-- START The records --

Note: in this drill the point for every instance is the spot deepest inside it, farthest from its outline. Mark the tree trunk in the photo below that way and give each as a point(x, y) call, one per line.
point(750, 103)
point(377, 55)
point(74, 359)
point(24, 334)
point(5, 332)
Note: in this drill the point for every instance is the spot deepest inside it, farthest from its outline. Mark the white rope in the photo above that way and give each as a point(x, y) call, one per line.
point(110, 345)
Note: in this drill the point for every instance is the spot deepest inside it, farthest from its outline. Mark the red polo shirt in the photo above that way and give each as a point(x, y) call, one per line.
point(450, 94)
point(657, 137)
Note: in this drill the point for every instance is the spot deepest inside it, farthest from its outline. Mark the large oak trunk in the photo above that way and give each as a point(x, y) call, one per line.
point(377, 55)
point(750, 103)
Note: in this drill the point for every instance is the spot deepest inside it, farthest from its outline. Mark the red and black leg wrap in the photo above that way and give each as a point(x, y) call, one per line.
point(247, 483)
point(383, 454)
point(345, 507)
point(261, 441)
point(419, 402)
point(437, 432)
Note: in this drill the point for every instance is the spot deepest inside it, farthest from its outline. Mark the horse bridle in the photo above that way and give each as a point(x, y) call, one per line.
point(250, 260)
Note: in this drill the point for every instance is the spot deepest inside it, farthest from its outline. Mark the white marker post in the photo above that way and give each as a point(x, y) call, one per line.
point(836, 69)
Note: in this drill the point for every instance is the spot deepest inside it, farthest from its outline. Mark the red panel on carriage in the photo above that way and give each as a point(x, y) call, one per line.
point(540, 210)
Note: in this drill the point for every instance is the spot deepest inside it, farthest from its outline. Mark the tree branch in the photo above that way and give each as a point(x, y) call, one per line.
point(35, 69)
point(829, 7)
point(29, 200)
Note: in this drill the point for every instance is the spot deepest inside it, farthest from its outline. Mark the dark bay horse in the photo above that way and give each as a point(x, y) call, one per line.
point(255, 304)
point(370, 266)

-- END The records --

**What is asked**
Please rewrite the part of the items that opens with the line containing "Mark the large" and runs through the end of the items, keeping every line. Offset each x and y coordinate in the answer points by -138.

**Result for this exercise**
Note: in this drill the point for every instance is the spot deepest inside it, farthest from its outline. Mark the large oak trunk in the photo above that way and give each as a point(x, y) call, one per line.
point(239, -83)
point(612, -35)
Note: in this drill the point for every instance is the spot deepest inside it, farthest from its outline. Mark the red and black leg wrap in the photo above that way and give each as a point(x, y) call, one per line.
point(109, 345)
point(245, 316)
point(207, 369)
point(123, 303)
point(281, 264)
point(299, 294)
Note: in this drill the point for every instance is the spot deepest inside it, farthest from its outline. Mark the horse bridle in the photo above that way and give each as a point(x, y) call, one per line.
point(112, 122)
Note: in this drill the point for every instance is the spot deepest inside it, farthest from its outline. Mark the white marker post in the photo above that way and give each as a point(x, y) call, one per line.
point(698, -69)
Note: in this drill the point for every instance is the spot deepest inside it, farthest from its outline. Mark the red panel on carriage in the photo above that way and give each as a point(x, y) call, one per line.
point(402, 72)
Note: in this drill the point for every instance is the spot deepest inside it, farthest from its outline. Mark the tree branch in the photo above that way and give each as a point(x, y) call, one per line.
point(-103, -69)
point(691, -131)
point(-109, 62)
Note: in this drill the point for every instance is the spot deepest inside it, farthest from its outline. Mark the dark bay horse in the photo above that way and give each as a point(x, y) call, one per line.
point(117, 166)
point(232, 128)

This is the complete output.